Return the full set of records, matching them character for character.

====== ENTRIES SUPPLIED

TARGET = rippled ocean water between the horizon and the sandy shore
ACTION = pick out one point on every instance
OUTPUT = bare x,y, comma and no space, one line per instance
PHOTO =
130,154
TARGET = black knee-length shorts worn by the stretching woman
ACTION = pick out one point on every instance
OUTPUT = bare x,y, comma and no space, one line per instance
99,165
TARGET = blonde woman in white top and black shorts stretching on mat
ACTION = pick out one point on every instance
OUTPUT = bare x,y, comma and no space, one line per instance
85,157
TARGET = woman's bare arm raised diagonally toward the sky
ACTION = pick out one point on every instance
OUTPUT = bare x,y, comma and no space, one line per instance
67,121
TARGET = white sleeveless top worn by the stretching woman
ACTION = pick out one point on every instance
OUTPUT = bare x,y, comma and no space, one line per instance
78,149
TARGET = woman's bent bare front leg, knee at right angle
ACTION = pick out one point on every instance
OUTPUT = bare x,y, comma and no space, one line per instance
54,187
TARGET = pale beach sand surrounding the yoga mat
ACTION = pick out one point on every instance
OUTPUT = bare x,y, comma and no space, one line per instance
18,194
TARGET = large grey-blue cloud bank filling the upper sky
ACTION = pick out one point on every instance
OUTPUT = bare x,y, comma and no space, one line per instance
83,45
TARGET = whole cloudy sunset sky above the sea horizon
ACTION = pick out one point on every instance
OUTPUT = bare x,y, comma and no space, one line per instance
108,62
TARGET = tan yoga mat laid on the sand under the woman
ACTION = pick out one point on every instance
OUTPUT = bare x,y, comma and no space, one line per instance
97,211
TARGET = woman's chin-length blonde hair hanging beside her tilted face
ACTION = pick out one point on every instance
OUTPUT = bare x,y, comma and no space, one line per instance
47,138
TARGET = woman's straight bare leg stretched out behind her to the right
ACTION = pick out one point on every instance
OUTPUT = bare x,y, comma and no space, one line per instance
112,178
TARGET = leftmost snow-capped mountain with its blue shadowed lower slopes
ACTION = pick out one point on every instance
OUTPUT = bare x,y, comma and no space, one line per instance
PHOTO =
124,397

============

▸ THE COMPLETED TASK:
TARGET = rippled ocean water between the horizon and the sandy shore
ACTION = pick out one point on every instance
OUTPUT = bare x,y, comma and no space, one line per instance
PHOTO =
130,154
TARGET = black knee-length shorts worn by the stretching woman
ACTION = pick out one point on every instance
OUTPUT = bare x,y, comma and no space, one line per instance
99,165
TARGET = blonde woman in white top and black shorts stretching on mat
ACTION = pick out one point on every instance
OUTPUT = bare x,y, comma and no space, one line per instance
85,157
TARGET = woman's bare arm raised diagonally toward the sky
ACTION = pick out one point on every instance
OUTPUT = bare x,y, comma and no space, one line per instance
67,121
TARGET = white sleeveless top worn by the stretching woman
ACTION = pick out one point on every instance
OUTPUT = bare x,y, comma and no space, one line per instance
78,149
TARGET = woman's bent bare front leg, knee at right angle
ACTION = pick out one point on every instance
OUTPUT = bare x,y, comma and no space, one line per instance
54,187
TARGET = pale beach sand surrounding the yoga mat
ACTION = pick out one point on every instance
OUTPUT = bare x,y, comma and no space, one line per instance
18,194
TARGET = large grey-blue cloud bank filling the upper sky
ACTION = pick out one point on every instance
OUTPUT = bare x,y, comma and no space, one line per instance
83,45
TARGET = whole cloudy sunset sky above the sea horizon
ACTION = pick out one point on every instance
OUTPUT = bare x,y, comma and no space, one line per instance
108,62
TARGET = tan yoga mat laid on the sand under the woman
ACTION = pick out one point on every instance
OUTPUT = bare x,y, comma and no space, one line per instance
97,211
TARGET = woman's chin-length blonde hair hanging beside her tilted face
ACTION = pick out one point on every instance
OUTPUT = bare x,y, comma and no space, one line per instance
47,138
TARGET = woman's straight bare leg stretched out behind her to the right
ACTION = pick out one point on every instance
OUTPUT = bare x,y, comma and no space, one line per instance
112,178
TARGET = leftmost snow-capped mountain with its blue shadowed lower slopes
ACTION = pick out one point on every instance
OUTPUT = bare x,y, comma and no space, one line per instance
PHOTO =
124,397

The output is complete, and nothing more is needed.